» WORK REQUIRED
List each line in the items below that contains the word "white", copying every such line in full.

[Data records]
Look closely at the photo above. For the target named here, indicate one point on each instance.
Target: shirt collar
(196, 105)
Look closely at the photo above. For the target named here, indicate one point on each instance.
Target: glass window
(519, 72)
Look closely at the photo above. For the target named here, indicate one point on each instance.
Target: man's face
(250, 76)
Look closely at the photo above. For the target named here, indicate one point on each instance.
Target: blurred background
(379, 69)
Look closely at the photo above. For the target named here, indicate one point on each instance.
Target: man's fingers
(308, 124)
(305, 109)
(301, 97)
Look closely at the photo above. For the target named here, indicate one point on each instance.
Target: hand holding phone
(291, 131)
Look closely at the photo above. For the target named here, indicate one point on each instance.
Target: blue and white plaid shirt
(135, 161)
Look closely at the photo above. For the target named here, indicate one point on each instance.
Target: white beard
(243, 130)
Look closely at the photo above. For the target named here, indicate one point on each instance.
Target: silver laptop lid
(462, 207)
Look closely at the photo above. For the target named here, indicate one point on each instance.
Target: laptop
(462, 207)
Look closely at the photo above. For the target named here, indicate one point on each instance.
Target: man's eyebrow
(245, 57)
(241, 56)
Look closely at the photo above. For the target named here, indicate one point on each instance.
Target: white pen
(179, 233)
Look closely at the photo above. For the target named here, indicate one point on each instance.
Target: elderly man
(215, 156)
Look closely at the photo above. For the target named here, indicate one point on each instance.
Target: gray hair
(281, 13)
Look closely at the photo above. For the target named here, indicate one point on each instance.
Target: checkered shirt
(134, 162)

==

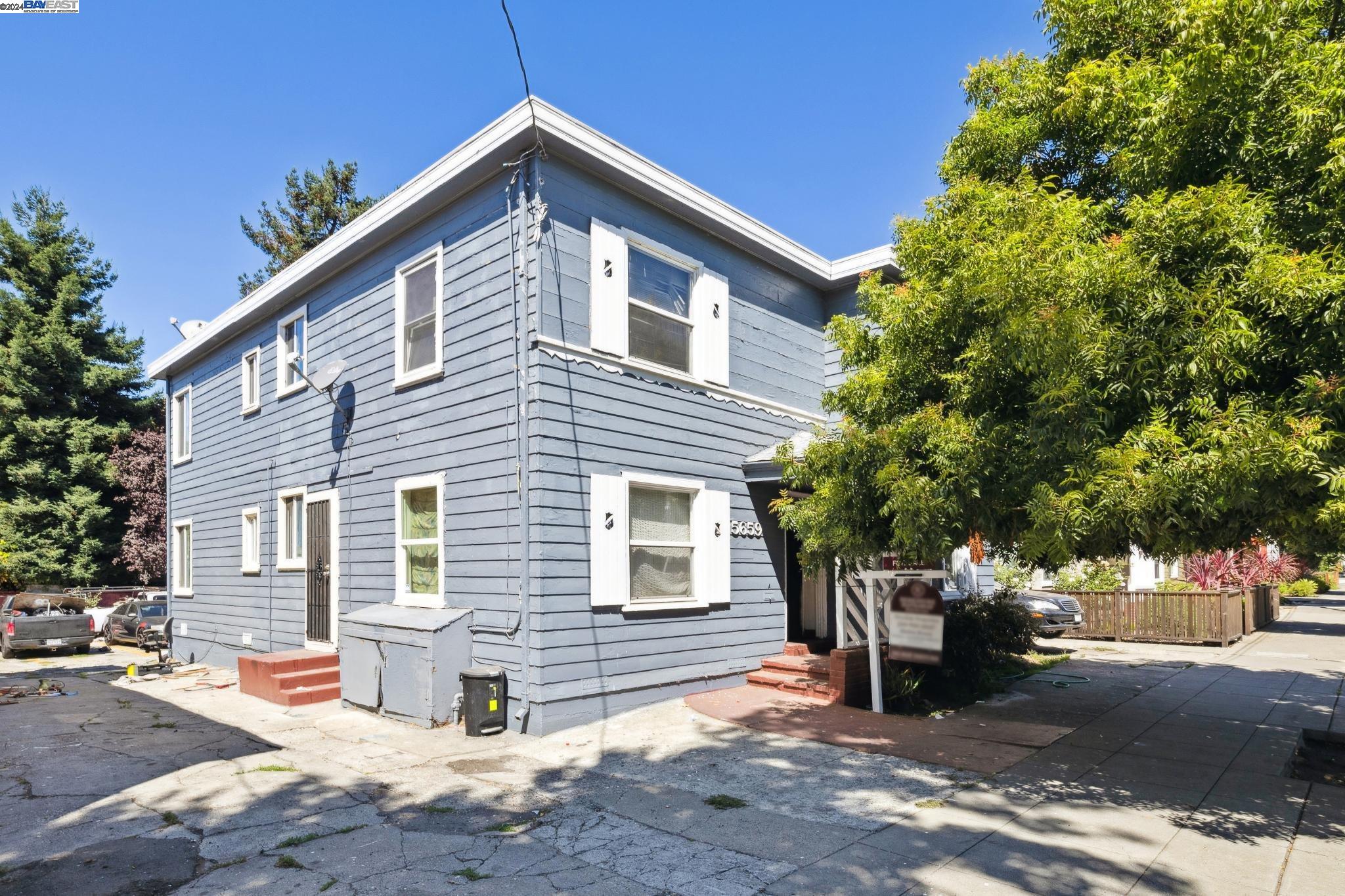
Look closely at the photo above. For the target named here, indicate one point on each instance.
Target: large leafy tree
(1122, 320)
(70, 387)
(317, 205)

» THE OUTPUT
Target: blue and white plaid shirt
Target: white beard
Target: white pen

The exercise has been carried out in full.